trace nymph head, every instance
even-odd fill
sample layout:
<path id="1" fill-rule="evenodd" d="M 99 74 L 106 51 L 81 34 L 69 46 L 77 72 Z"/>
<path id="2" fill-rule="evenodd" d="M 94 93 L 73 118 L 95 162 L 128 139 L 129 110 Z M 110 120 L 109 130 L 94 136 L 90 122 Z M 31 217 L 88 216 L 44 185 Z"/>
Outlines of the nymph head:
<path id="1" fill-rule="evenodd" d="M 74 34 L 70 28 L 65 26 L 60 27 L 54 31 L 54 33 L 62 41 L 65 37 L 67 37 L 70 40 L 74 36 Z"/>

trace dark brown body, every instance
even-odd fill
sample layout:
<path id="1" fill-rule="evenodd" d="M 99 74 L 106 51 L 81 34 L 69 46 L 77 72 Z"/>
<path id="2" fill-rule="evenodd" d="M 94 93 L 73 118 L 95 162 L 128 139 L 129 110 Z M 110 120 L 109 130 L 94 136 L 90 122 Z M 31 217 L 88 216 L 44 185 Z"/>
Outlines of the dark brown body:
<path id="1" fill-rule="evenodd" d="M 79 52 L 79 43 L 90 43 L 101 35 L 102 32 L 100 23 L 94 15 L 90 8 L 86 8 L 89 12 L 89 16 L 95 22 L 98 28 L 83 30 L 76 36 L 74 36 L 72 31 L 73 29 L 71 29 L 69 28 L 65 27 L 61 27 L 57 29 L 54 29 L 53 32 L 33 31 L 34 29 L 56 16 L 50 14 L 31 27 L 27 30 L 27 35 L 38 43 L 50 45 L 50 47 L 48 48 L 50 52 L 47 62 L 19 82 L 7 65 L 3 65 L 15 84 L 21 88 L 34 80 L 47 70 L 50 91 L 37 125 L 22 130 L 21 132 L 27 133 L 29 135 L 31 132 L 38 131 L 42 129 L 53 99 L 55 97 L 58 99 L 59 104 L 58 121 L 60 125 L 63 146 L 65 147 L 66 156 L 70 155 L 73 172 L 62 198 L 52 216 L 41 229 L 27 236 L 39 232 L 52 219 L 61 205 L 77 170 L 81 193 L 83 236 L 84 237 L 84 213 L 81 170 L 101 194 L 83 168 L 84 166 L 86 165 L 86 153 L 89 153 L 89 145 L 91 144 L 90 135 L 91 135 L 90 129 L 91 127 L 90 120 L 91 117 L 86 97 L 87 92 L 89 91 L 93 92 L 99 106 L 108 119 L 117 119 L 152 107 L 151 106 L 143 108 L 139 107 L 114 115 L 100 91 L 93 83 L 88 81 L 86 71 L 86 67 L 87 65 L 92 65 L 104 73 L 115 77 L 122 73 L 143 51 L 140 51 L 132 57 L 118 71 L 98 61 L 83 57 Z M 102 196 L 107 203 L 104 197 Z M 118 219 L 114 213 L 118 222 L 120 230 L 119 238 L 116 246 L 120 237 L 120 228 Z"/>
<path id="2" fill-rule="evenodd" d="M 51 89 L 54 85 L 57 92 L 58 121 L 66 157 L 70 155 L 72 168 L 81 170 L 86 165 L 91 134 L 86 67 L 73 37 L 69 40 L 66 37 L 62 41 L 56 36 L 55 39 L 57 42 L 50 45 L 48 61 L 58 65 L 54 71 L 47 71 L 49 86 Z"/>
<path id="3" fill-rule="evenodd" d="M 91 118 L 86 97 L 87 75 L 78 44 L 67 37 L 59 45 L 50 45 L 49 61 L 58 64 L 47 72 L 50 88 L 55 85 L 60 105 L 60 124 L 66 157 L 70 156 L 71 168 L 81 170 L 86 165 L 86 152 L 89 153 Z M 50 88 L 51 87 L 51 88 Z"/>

□ □ □ □

### What the task requires
Rewrite the items above, replacing every "sample layout" with "reference layout" and leaving everything else as it is.

### Response
trace nymph head, every instance
even-odd fill
reference layout:
<path id="1" fill-rule="evenodd" d="M 99 74 L 106 51 L 81 34 L 69 46 L 77 72 Z"/>
<path id="2" fill-rule="evenodd" d="M 94 93 L 73 118 L 95 162 L 128 139 L 129 110 Z M 110 120 L 109 130 L 94 136 L 90 122 Z M 31 217 L 88 216 L 44 185 Z"/>
Outlines of the nymph head:
<path id="1" fill-rule="evenodd" d="M 74 34 L 70 28 L 65 26 L 60 27 L 54 31 L 54 33 L 62 41 L 65 37 L 67 37 L 70 40 L 74 36 Z"/>

trace dark brown body, every instance
even-odd fill
reference layout:
<path id="1" fill-rule="evenodd" d="M 99 74 L 106 51 L 81 34 L 69 46 L 77 72 Z"/>
<path id="2" fill-rule="evenodd" d="M 94 93 L 73 118 L 95 162 L 128 139 L 129 110 Z M 110 120 L 109 130 L 94 136 L 90 122 Z M 31 217 L 88 216 L 44 185 Z"/>
Outlines of the dark brown body:
<path id="1" fill-rule="evenodd" d="M 79 52 L 79 43 L 90 43 L 101 35 L 102 32 L 100 23 L 94 15 L 90 8 L 86 8 L 89 12 L 89 16 L 95 22 L 98 28 L 83 30 L 76 36 L 74 36 L 72 31 L 73 29 L 71 29 L 69 28 L 65 27 L 61 27 L 57 29 L 54 29 L 53 32 L 33 31 L 34 29 L 56 16 L 50 14 L 31 27 L 27 30 L 27 35 L 38 43 L 50 45 L 50 47 L 48 48 L 50 52 L 47 62 L 19 82 L 7 65 L 3 65 L 15 84 L 21 88 L 34 80 L 47 70 L 50 91 L 37 125 L 22 130 L 21 132 L 27 133 L 29 135 L 31 132 L 38 131 L 42 129 L 53 99 L 55 97 L 58 99 L 59 104 L 58 121 L 60 125 L 63 146 L 65 147 L 66 156 L 70 155 L 73 172 L 62 198 L 52 216 L 41 229 L 27 236 L 39 232 L 52 219 L 61 205 L 77 170 L 81 193 L 83 236 L 84 237 L 84 213 L 81 170 L 101 194 L 83 168 L 84 166 L 86 165 L 86 153 L 89 153 L 89 145 L 91 144 L 90 135 L 91 135 L 90 129 L 91 127 L 90 120 L 91 117 L 86 97 L 87 92 L 89 91 L 93 92 L 99 106 L 108 119 L 117 119 L 152 107 L 151 106 L 143 108 L 139 107 L 114 115 L 100 91 L 93 83 L 88 81 L 86 71 L 86 67 L 87 65 L 92 65 L 104 73 L 115 77 L 122 73 L 143 51 L 140 51 L 132 57 L 118 71 L 98 61 L 83 57 Z M 102 196 L 107 203 L 104 197 Z M 118 219 L 114 213 L 118 222 L 120 230 L 119 238 L 116 246 L 120 237 L 120 228 Z"/>
<path id="2" fill-rule="evenodd" d="M 51 89 L 54 85 L 57 92 L 58 121 L 66 157 L 70 155 L 72 168 L 81 170 L 86 165 L 91 134 L 86 67 L 73 37 L 69 40 L 66 37 L 62 41 L 56 36 L 55 39 L 57 42 L 50 45 L 48 61 L 58 65 L 54 71 L 47 71 L 49 86 Z"/>
<path id="3" fill-rule="evenodd" d="M 91 118 L 86 97 L 87 75 L 78 44 L 67 37 L 59 45 L 50 45 L 49 61 L 58 64 L 47 72 L 50 88 L 55 85 L 60 105 L 60 124 L 66 157 L 70 156 L 71 168 L 81 170 L 86 165 L 86 152 L 89 153 Z M 50 88 L 51 87 L 51 88 Z"/>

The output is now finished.